==== Passage sélectionné ====

La cour infirme le jugement critiqué en ce qu’il a débouté le salarié de ce chef de demande.
* Sur la demande en paiement de dommages et intérêts pour licenciement sans cause réelle et sérieuse:
En application des articles L.1235-3 et L.1235- 5 du code du travail, dans leur rédaction applicable au litige, les salariés ayant au moins deux ans d’ancienneté dans une entreprise de onze salariés et plus ont droit à une indemnité au moins égale à leurs six derniers mois de salaire.
En l’espèce, compte tenu du montant de la rémunération mensuelle brute versée à M. [G] (1.743,61euros), de son âge au jour de son licenciement (45 ans), de son ancienneté à cette même date (18 ans), la cour alloue à la salariée la somme de 27.000 euros bruts à titre de dommages-intérêts pour licenciement sans cause réelle et sérieuse.

====

→ Objectif de l'exercice: Rédigez la suite de l'extrait d'arrêt ci-dessus sur le licenciement sans cause réelle et sérieuse, en commençant juste après sa dernière phrase.

==== Données étudiées ====

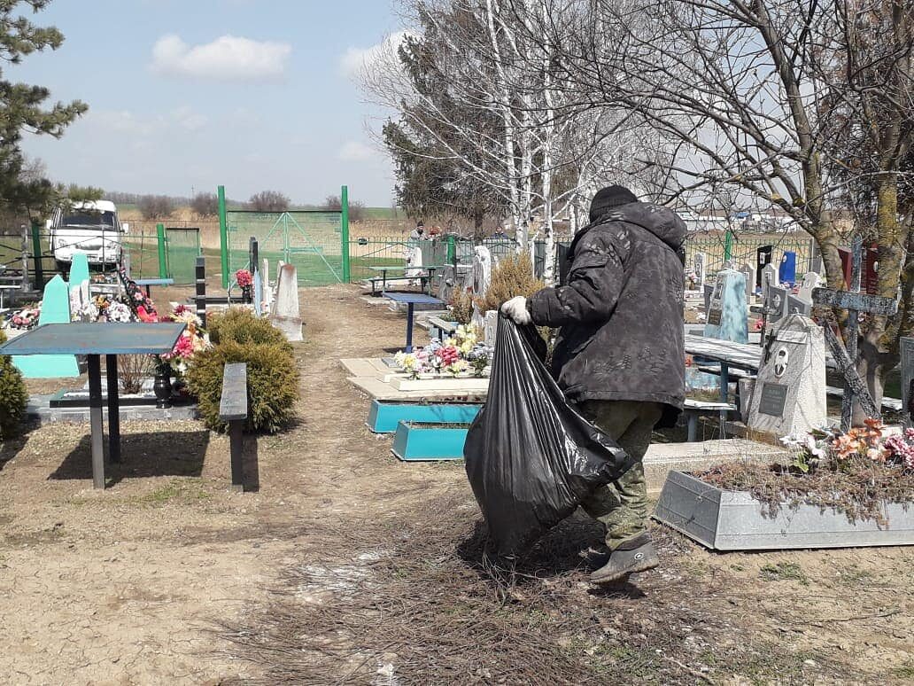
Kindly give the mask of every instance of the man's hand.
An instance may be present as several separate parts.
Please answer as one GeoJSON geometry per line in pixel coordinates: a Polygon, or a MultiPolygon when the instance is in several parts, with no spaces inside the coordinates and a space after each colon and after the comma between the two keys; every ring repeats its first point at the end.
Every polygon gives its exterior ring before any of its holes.
{"type": "Polygon", "coordinates": [[[531,323],[530,313],[526,309],[526,298],[523,295],[515,295],[502,305],[502,314],[511,317],[515,324],[525,326],[531,323]]]}

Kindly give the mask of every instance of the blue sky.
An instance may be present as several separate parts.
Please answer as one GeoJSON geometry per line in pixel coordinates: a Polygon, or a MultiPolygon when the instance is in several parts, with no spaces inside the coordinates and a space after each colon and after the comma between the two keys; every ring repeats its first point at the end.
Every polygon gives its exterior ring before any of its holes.
{"type": "MultiPolygon", "coordinates": [[[[33,21],[66,37],[5,76],[80,99],[60,140],[28,137],[56,181],[245,199],[281,190],[389,206],[390,164],[367,131],[377,113],[350,78],[396,31],[391,0],[55,0],[33,21]]],[[[25,5],[24,5],[25,6],[25,5]]]]}

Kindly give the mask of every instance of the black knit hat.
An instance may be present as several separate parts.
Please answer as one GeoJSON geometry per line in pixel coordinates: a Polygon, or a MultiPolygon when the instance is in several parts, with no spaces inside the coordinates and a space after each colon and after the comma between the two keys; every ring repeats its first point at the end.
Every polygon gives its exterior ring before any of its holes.
{"type": "Polygon", "coordinates": [[[638,202],[638,198],[624,186],[608,186],[597,191],[590,201],[590,221],[596,221],[611,209],[638,202]]]}

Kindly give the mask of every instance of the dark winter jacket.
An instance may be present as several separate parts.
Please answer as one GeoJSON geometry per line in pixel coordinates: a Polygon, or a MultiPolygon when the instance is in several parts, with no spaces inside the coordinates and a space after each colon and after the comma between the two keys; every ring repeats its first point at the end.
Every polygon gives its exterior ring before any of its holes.
{"type": "Polygon", "coordinates": [[[675,212],[622,205],[585,227],[569,250],[567,284],[527,301],[534,324],[561,327],[553,374],[572,402],[683,407],[683,263],[686,225],[675,212]]]}

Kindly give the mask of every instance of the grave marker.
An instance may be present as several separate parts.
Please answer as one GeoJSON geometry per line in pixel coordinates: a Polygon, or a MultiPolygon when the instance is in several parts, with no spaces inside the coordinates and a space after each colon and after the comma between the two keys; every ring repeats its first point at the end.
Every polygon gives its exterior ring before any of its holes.
{"type": "Polygon", "coordinates": [[[781,267],[778,269],[778,279],[781,284],[793,285],[797,280],[797,253],[787,251],[781,258],[781,267]]]}
{"type": "Polygon", "coordinates": [[[303,340],[298,303],[298,273],[294,264],[283,264],[276,277],[275,314],[270,318],[292,342],[303,340]]]}
{"type": "MultiPolygon", "coordinates": [[[[855,250],[854,274],[852,282],[860,283],[860,251],[859,242],[855,250]]],[[[891,316],[898,312],[898,303],[894,298],[867,295],[862,293],[848,291],[833,291],[827,288],[816,288],[813,291],[813,302],[816,305],[827,305],[837,309],[847,310],[847,326],[845,338],[847,347],[838,339],[831,326],[824,327],[825,342],[828,344],[838,371],[845,377],[845,394],[842,402],[841,429],[850,429],[854,402],[860,404],[860,409],[867,417],[882,418],[881,409],[873,401],[869,389],[860,378],[856,370],[856,344],[859,318],[861,312],[891,316]]]]}
{"type": "MultiPolygon", "coordinates": [[[[38,326],[69,322],[69,288],[57,274],[45,286],[38,326]]],[[[80,376],[80,365],[73,355],[14,355],[13,364],[27,379],[80,376]]]]}
{"type": "Polygon", "coordinates": [[[755,270],[752,265],[749,263],[743,263],[739,265],[738,270],[746,279],[746,302],[752,302],[752,295],[754,295],[754,284],[755,284],[755,270]]]}
{"type": "Polygon", "coordinates": [[[696,289],[701,290],[705,286],[705,279],[707,276],[706,273],[707,256],[704,252],[696,252],[692,260],[695,270],[695,285],[696,289]]]}
{"type": "Polygon", "coordinates": [[[804,302],[813,302],[813,291],[819,287],[822,279],[815,272],[807,272],[803,274],[802,283],[800,284],[799,298],[804,302]]]}
{"type": "Polygon", "coordinates": [[[740,272],[725,269],[717,273],[705,324],[705,336],[749,342],[749,308],[746,306],[746,277],[740,272]]]}
{"type": "Polygon", "coordinates": [[[779,436],[802,435],[826,420],[822,327],[802,315],[790,315],[766,341],[748,424],[779,436]]]}
{"type": "Polygon", "coordinates": [[[765,295],[765,323],[773,327],[791,314],[787,305],[791,292],[779,285],[770,285],[765,295]]]}
{"type": "Polygon", "coordinates": [[[755,252],[755,287],[760,288],[762,293],[765,292],[765,284],[761,281],[762,270],[771,263],[773,252],[773,245],[762,245],[755,252]]]}
{"type": "Polygon", "coordinates": [[[905,417],[905,425],[914,425],[914,338],[902,337],[899,339],[901,347],[901,413],[905,417]]]}

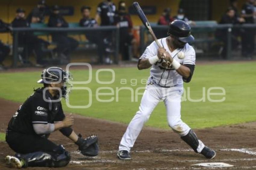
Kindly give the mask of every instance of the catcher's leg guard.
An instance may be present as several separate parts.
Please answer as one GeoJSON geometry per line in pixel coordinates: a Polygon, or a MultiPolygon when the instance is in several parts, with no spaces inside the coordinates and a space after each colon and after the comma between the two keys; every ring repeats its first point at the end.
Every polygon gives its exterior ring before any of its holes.
{"type": "Polygon", "coordinates": [[[69,154],[61,145],[58,146],[52,152],[17,154],[15,156],[25,160],[24,167],[61,167],[67,165],[70,160],[69,154]]]}
{"type": "Polygon", "coordinates": [[[204,147],[204,145],[201,141],[198,140],[192,129],[188,134],[180,138],[197,153],[200,153],[204,147]]]}

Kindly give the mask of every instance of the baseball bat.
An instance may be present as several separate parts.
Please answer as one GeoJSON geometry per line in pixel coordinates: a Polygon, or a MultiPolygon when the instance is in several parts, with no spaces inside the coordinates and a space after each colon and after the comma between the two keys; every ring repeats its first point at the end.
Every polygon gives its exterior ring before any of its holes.
{"type": "Polygon", "coordinates": [[[159,43],[159,42],[158,42],[157,38],[156,37],[155,35],[155,34],[152,30],[151,26],[150,26],[150,24],[149,24],[149,22],[148,20],[148,19],[147,19],[147,17],[146,17],[146,16],[145,15],[145,14],[144,14],[144,12],[143,12],[143,11],[141,9],[141,8],[140,8],[140,6],[139,6],[139,3],[137,2],[134,2],[133,3],[133,5],[135,9],[136,12],[137,12],[137,14],[138,15],[139,15],[139,17],[140,20],[141,20],[142,23],[145,26],[146,28],[147,28],[149,33],[150,33],[150,34],[152,36],[152,37],[153,37],[155,42],[157,44],[158,47],[161,47],[161,45],[159,43]]]}

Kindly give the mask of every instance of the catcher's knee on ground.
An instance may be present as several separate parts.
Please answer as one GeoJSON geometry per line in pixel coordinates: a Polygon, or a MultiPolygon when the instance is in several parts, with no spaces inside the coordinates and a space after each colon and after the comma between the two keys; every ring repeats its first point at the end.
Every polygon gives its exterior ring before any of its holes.
{"type": "Polygon", "coordinates": [[[24,161],[24,167],[62,167],[67,165],[70,160],[70,156],[61,145],[52,152],[39,151],[26,154],[17,154],[15,156],[24,161]]]}
{"type": "Polygon", "coordinates": [[[168,124],[174,132],[180,136],[185,136],[188,133],[190,128],[180,119],[168,118],[168,124]]]}

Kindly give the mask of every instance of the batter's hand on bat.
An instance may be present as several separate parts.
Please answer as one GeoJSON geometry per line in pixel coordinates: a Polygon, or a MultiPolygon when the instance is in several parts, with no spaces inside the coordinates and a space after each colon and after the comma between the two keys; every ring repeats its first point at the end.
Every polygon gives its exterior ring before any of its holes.
{"type": "Polygon", "coordinates": [[[173,59],[171,55],[167,51],[165,51],[163,54],[163,59],[167,61],[169,61],[170,62],[172,62],[173,61],[173,59]]]}
{"type": "Polygon", "coordinates": [[[166,51],[166,50],[165,50],[163,47],[160,47],[158,49],[157,56],[158,57],[159,59],[161,59],[162,58],[163,58],[164,54],[166,51]]]}

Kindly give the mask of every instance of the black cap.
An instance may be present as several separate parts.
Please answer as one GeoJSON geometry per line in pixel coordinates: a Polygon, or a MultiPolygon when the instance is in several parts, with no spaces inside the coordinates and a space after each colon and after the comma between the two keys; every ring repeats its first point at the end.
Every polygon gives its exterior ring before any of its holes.
{"type": "Polygon", "coordinates": [[[45,0],[40,0],[38,1],[38,5],[45,5],[45,0]]]}
{"type": "Polygon", "coordinates": [[[88,9],[89,11],[91,11],[91,7],[89,6],[83,6],[81,7],[81,12],[83,12],[85,9],[88,9]]]}
{"type": "Polygon", "coordinates": [[[191,28],[186,23],[182,20],[175,20],[170,25],[168,35],[178,38],[183,42],[188,43],[194,41],[194,38],[191,35],[191,28]]]}
{"type": "Polygon", "coordinates": [[[53,11],[58,11],[60,10],[60,7],[57,5],[54,5],[52,7],[52,10],[53,11]]]}
{"type": "Polygon", "coordinates": [[[185,14],[185,12],[184,11],[184,10],[182,8],[180,8],[178,10],[178,14],[185,14]]]}
{"type": "Polygon", "coordinates": [[[170,13],[171,11],[171,10],[170,8],[166,8],[164,10],[164,12],[167,13],[170,13]]]}
{"type": "Polygon", "coordinates": [[[25,10],[22,8],[19,8],[16,10],[16,13],[25,13],[25,10]]]}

====

→ Résultat obtenu:
5°- Sur les frais irrépétibles et dépens:
Au vu des développements précédents, il apparaît que l’action en justice introduite par M. [G] était pour partie fondée. Le jugement déféré sera dès lors infirmé, en ce qu’il a débouté l’appelant de sa demande en indemnisation de ses frais irrépétibles et condamné ce dernier à payer à la SARL TROUCELIER & FILS la somme de 100 euros à ce titre, outre les dépens de première instance.
La SARL TROUCELIER & FILS, partie qui succombe au sens de l’article 696 du code de procédure civile, sera déboutée de sa demande en indemnisation de ses frais irrépétibles et condamnée à payer à M. [G] la somme de 2.000 euros sur le fondement des dispositions de l’article 700 du code précité et ce, en sus des entiers dépens de première instance et d’appel.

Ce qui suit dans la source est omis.